This Christmas, the Flaming Lips and Yoko Ono release a 7” featuring two cover songs. The A-side is “Happy Christmas (War Is Over),” a version of the 1972 Christmas classic by John & Yoko/Plastic Ono Band, and the B-side is “Atlas Eets Christmas,” from the Flaming Lips’ limited-edition 2007 Christmas album, released under the pseudonym Imagene Peise.
The artwork for the single is virtually identical to the advertising campaign undertaken by Yoko and John Lennon during their famous 1969 Bed-In protest, except with “Yoko Ono and the Flaming Lips” in place of “John & Yoko.” It begins with Wayne Coyne’s most Lennon-invoking multi-tracked vocal, as glucose-sweet synths and swirling organs build towards atmospheric peaks over a marching beat. However, while it is immediately evocative of the Flaming Lips’ house style, the most prominent and compelling feature of the song is Yoko’s voice, riding above everything with her refrain:
War is over, if you want it. War is over now.
I don’t believe this version of “Happy Christmas (War Is Over)” is meant to live up to its original. It’s not a reboot, nor could it be a revival, considering that the original is still prominent on so many Christmas playlists, and scores of artists, from Sarah McLachlan to the cast of Glee, have covered it. Yoko’s choice to revisit her own song feels like a continuation, as well as simply exercising a creative instinct. In dueting with Wayne Coyne, she removes any sense of exclusivity associated with the legend of John and Yoko. It’s as though the concept, rather than a particular sound recording, has always been the object of the original creation. Like a brain-scrambling riddle, the concept continues to grapple with the mind’s existing programming before impressing upon you, at its core, the utter truthfulness of its declaration. It continues to resonate with world events, and, sadly, has never lost its relevance in the forty-three years since it was released.

§ **DATA SHOWN**:
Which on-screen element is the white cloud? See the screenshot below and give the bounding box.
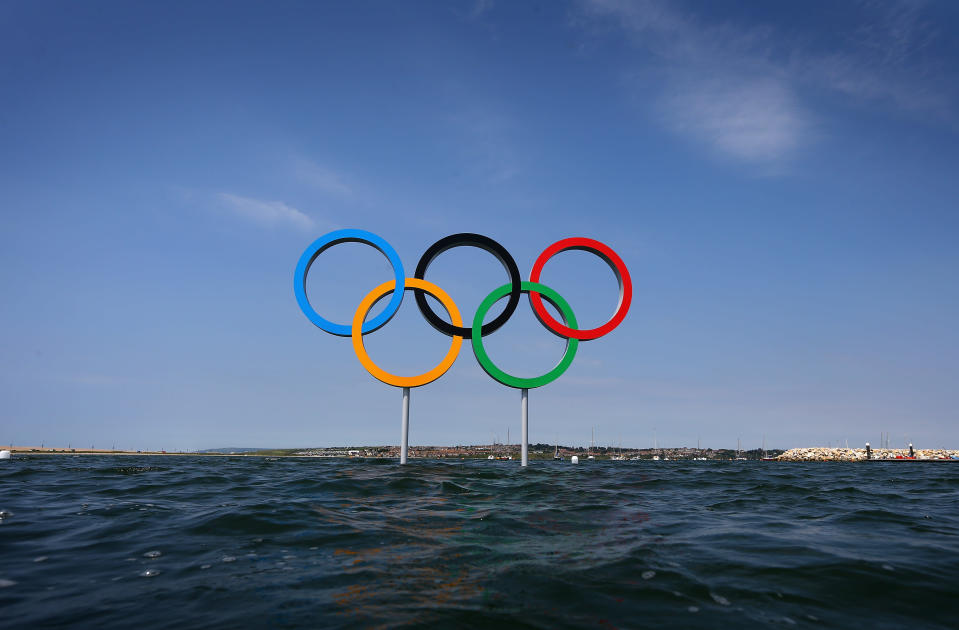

§ **THE TASK**: Output the passage of the review of the Flaming Lips and Yoko Ono Christmas single from "The artwork for" up to and including "is over now.", copied word for word.

§ **FULL SOLUTION**:
The artwork for the single is virtually identical to the advertising campaign undertaken by Yoko and John Lennon during their famous 1969 Bed-In protest, except with “Yoko Ono and the Flaming Lips” in place of “John & Yoko.” It begins with Wayne Coyne’s most Lennon-invoking multi-tracked vocal, as glucose-sweet synths and swirling organs build towards atmospheric peaks over a marching beat. However, while it is immediately evocative of the Flaming Lips’ house style, the most prominent and compelling feature of the song is Yoko’s voice, riding above everything with her refrain:
War is over, if you want it. War is over now.